▶ WHAT YOU HAVE TO DO: Report how many of the lines below contain the string "every". Case matters, and the reply should be the number alone.

▶ SOURCE MATERIAL:
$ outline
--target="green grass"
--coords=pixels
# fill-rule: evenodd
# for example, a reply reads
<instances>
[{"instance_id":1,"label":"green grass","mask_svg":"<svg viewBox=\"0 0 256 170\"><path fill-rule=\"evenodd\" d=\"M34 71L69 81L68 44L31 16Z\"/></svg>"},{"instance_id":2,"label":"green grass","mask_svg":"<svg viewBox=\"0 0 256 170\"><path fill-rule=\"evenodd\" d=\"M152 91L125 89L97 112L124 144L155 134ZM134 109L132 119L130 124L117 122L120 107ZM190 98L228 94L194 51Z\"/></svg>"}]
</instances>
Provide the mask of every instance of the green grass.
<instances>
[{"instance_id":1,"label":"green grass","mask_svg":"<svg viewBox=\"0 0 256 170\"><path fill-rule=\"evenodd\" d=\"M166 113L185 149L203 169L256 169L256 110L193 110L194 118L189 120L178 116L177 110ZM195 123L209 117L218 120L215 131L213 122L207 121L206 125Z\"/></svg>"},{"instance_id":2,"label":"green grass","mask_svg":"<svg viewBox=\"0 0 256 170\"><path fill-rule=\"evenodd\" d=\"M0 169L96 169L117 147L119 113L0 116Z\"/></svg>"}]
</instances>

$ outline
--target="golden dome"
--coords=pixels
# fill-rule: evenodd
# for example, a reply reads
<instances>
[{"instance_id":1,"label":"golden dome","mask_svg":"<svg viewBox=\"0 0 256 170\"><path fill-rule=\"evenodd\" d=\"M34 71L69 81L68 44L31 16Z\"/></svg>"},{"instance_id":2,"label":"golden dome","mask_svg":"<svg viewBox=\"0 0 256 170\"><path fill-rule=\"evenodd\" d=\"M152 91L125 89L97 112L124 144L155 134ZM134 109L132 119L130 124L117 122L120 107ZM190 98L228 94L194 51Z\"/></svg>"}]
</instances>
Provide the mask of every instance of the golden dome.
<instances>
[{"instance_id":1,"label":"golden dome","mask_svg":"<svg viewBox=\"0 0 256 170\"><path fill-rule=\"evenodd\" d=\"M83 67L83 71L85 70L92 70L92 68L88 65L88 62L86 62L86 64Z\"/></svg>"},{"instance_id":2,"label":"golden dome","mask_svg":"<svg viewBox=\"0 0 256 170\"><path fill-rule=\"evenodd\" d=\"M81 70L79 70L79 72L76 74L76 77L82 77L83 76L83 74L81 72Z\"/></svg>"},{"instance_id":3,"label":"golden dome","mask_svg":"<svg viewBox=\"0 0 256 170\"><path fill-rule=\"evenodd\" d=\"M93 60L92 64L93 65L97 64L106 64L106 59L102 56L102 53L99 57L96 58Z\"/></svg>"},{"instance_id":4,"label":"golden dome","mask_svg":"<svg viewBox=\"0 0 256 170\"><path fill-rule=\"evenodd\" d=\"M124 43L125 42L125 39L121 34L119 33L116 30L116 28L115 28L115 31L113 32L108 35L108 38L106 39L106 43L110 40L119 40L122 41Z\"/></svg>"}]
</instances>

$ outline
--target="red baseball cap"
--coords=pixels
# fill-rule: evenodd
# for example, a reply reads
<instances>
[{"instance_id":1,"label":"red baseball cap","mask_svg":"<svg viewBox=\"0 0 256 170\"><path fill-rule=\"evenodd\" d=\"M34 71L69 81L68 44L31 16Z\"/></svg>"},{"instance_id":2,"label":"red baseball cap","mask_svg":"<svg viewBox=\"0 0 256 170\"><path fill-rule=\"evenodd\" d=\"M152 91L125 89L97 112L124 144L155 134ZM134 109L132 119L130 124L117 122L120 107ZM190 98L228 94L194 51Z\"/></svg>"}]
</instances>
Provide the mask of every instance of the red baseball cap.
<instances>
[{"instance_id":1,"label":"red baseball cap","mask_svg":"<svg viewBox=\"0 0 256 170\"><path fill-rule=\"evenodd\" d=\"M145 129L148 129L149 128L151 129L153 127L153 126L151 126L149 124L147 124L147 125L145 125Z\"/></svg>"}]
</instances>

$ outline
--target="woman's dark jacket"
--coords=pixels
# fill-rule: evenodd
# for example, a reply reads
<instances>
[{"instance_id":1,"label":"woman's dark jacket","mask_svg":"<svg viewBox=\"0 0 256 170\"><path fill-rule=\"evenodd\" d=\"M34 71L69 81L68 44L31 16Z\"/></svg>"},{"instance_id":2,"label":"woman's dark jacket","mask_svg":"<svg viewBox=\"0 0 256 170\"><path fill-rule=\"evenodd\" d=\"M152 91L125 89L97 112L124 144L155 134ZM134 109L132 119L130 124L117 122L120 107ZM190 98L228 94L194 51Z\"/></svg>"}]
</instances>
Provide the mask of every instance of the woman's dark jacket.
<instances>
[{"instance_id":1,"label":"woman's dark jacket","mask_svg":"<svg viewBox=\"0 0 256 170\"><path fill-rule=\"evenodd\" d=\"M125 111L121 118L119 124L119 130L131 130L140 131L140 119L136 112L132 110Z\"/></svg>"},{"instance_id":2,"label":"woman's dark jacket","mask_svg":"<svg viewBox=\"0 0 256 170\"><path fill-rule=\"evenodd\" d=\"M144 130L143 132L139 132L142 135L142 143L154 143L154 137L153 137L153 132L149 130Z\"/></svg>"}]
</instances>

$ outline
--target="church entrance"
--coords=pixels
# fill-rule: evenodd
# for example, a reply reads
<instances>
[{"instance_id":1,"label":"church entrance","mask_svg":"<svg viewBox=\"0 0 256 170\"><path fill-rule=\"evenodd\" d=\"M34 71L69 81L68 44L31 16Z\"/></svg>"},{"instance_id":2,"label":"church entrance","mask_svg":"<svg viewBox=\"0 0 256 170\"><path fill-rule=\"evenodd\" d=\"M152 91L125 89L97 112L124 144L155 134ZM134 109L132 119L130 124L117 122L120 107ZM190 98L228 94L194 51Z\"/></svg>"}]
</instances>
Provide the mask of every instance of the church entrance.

▶ EXERCISE SOLUTION: 5